(Referring expression pointing data)
----------

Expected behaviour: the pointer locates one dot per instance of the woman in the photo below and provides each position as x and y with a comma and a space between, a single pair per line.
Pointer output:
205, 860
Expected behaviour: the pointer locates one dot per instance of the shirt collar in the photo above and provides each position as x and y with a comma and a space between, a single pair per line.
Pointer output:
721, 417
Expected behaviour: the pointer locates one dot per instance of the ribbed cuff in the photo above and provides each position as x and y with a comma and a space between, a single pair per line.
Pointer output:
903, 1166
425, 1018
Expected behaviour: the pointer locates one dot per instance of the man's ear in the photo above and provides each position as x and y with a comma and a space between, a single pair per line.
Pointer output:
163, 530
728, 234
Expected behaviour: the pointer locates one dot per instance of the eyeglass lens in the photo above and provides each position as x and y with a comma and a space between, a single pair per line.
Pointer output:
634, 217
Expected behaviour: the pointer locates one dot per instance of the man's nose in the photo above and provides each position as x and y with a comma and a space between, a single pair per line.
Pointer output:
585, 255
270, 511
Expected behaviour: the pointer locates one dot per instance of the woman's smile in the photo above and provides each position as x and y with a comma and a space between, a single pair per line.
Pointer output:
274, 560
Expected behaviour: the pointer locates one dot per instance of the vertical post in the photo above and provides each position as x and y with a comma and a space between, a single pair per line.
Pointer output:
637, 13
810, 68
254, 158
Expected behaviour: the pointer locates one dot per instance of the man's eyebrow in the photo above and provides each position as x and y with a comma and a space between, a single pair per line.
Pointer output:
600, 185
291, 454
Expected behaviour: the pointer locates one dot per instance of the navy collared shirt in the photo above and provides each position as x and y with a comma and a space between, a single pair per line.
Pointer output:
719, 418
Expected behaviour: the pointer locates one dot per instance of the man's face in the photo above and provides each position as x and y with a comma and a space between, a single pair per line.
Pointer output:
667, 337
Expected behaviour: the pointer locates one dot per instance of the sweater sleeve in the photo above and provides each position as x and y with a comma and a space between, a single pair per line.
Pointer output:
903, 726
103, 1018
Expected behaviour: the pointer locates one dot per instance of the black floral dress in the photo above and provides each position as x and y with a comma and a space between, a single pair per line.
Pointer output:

----------

To do >> Report how many lines of the data above hold the string "shirt". Nothing else belongs in the answer.

Result of this exercise >> 2